##### Records to use
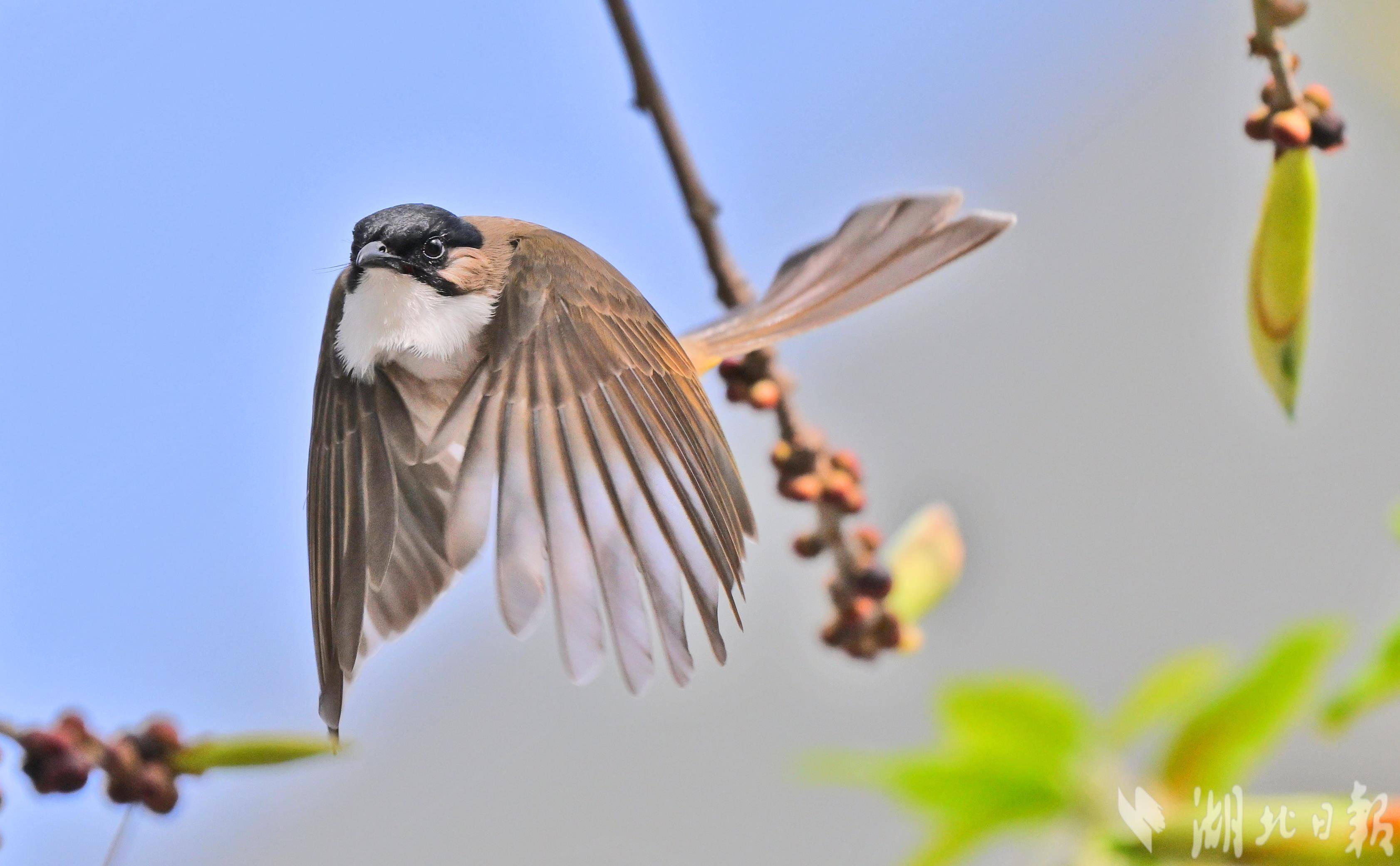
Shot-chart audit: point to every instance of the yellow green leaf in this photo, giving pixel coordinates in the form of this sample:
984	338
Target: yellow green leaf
1280	274
924	560
1219	744
1167	693
1373	686
258	750
1008	757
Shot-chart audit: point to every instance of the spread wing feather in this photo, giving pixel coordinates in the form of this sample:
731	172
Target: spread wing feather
881	248
374	519
615	488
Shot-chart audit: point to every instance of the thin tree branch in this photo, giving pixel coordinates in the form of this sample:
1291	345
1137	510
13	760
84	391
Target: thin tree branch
807	470
1269	45
730	283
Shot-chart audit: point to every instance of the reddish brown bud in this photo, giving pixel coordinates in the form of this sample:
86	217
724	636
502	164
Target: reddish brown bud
1319	96
849	463
1287	12
838	487
873	582
853	502
122	763
1256	125
157	742
868	537
803	488
765	394
1328	132
808	546
1290	128
54	763
157	788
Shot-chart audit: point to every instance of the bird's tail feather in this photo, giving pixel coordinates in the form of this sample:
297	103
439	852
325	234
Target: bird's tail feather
880	250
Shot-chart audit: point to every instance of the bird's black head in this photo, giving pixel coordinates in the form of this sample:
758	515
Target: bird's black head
415	240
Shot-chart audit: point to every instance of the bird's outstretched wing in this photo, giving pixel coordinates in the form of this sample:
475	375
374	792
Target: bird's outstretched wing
881	248
614	483
374	518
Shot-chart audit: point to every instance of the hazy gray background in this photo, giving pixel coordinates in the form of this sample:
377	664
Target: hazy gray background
1081	393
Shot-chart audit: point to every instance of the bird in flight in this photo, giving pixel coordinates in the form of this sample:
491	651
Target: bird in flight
478	361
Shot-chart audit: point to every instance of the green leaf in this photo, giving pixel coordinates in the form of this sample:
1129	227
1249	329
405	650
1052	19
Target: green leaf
924	560
1280	274
248	752
1167	693
1007	757
1219	746
1021	718
1373	686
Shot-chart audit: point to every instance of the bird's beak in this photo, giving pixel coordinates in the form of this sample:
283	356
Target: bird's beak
377	256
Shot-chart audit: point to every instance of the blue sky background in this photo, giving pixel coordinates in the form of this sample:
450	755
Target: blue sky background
180	180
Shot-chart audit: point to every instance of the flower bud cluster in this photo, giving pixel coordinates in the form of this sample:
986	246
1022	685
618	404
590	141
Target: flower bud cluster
61	759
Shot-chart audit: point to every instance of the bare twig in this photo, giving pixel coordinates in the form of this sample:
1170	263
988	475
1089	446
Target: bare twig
1269	45
862	625
1288	117
730	283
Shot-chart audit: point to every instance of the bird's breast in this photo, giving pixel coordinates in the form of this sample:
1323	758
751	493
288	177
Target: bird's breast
394	319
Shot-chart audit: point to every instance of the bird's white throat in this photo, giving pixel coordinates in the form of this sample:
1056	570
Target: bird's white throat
392	317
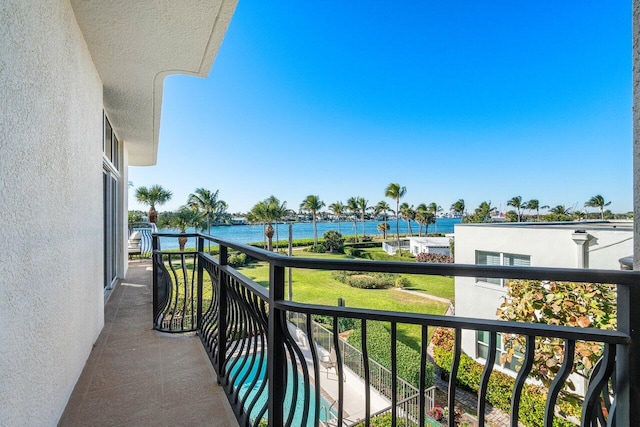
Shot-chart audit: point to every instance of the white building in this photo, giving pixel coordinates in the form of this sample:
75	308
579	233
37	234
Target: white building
597	245
81	87
430	245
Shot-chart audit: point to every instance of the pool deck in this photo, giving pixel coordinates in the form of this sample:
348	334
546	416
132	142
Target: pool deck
136	376
353	385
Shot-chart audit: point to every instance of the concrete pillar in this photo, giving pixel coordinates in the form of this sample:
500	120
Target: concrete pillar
580	237
636	132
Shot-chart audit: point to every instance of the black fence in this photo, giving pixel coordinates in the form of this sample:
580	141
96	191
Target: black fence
272	375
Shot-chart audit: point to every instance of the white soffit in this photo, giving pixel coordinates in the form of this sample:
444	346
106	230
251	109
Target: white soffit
136	44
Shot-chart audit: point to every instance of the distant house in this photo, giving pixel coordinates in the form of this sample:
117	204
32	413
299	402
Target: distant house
238	220
430	245
598	245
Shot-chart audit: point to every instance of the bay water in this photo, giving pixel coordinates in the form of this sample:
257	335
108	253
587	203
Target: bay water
304	230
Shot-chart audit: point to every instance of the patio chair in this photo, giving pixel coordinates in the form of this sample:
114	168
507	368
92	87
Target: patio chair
134	245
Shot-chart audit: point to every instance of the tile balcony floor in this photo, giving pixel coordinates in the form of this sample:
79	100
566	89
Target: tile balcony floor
136	376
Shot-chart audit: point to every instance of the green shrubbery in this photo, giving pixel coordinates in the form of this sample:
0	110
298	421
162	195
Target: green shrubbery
344	323
402	282
379	346
238	259
365	280
333	241
500	386
383	420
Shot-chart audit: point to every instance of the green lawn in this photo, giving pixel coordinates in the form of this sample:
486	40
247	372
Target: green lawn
318	287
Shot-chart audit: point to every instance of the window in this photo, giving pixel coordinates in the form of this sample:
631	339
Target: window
499	258
482	351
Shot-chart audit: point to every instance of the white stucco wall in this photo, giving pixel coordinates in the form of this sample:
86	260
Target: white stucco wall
547	245
51	297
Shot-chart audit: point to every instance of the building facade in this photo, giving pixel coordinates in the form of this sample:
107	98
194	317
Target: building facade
81	84
596	245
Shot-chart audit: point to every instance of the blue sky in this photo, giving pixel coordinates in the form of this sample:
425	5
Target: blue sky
454	99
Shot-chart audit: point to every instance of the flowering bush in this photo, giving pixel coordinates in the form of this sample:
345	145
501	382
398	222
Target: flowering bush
437	412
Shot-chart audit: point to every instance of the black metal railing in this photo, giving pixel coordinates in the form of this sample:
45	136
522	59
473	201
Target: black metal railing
270	373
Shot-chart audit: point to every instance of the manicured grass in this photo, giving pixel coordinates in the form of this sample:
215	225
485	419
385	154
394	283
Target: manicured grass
319	287
379	254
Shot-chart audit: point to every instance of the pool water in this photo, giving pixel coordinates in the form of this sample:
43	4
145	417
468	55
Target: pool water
243	364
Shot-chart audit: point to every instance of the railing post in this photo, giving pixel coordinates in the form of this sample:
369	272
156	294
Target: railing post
222	313
154	248
627	410
276	356
200	247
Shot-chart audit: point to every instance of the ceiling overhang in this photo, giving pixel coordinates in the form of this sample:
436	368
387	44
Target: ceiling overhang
135	45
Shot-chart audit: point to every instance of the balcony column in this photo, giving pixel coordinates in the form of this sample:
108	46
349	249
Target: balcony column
581	237
628	366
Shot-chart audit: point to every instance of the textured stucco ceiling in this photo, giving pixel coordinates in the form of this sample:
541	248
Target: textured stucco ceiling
135	44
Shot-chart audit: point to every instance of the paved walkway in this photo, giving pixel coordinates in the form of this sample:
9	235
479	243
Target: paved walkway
136	376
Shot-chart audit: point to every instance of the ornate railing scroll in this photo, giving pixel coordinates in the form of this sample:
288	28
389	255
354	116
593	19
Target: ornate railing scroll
275	373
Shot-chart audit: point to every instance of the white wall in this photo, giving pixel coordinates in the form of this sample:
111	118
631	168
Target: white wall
51	297
547	245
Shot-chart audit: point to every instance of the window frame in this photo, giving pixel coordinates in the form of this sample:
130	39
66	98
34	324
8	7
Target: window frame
502	256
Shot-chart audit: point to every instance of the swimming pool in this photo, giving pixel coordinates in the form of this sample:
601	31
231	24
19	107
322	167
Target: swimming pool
257	370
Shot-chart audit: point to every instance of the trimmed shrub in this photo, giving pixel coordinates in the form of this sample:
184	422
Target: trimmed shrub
402	282
237	259
383	420
435	258
333	241
379	346
365	281
500	385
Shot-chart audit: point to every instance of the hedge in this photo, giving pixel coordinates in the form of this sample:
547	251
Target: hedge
365	280
500	387
379	346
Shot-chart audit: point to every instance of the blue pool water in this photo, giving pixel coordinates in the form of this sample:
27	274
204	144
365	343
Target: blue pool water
258	370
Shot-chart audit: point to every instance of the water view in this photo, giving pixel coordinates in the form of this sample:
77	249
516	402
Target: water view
304	230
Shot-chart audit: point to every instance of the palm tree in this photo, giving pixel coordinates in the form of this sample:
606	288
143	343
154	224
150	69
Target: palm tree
362	207
383	227
434	208
459	207
516	202
182	220
396	192
408	214
153	196
278	211
264	213
352	207
337	209
313	204
560	210
597	201
421	216
383	208
205	201
483	212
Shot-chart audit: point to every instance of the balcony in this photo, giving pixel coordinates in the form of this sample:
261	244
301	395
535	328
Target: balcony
277	368
138	376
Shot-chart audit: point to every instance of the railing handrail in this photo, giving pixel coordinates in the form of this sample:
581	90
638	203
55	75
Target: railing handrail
618	277
268	325
520	328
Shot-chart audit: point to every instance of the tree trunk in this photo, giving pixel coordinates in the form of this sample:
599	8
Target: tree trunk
269	234
315	231
153	215
181	242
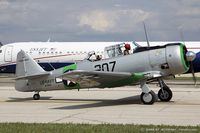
##########
The required output is the lines from the one containing "Shot-chart audit: point to every instance of the palm" through the end of the data, printed exactly, with no pictures.

**Exercise response**
Shot-chart audit: point to every instance of the palm tree in this photo, giving pixel coordinates in the form of this sample:
606	288
143	343
154	224
150	69
Target: palm tree
362	207
383	227
434	208
459	207
516	202
182	220
396	192
408	214
153	196
278	211
264	213
352	207
337	209
313	204
560	210
597	201
421	216
383	208
205	201
483	212
Shot-chart audit: point to every instance of the balcony in this photo, giving pixel coordinates in the form of this sample:
261	244
301	395
535	328
Target: balcony
277	368
138	376
Shot-chart audit: point to every instance of the railing handrail in this photo, giving pixel coordinates in the form of this sample:
581	90
638	203
55	75
Target: railing handrail
618	277
268	325
520	328
Shot-chart audit: point to every instance of the tree trunk in this photo, giving pixel coordinates in the form of this sample:
599	8
Target: tree trunk
269	234
315	231
153	215
181	242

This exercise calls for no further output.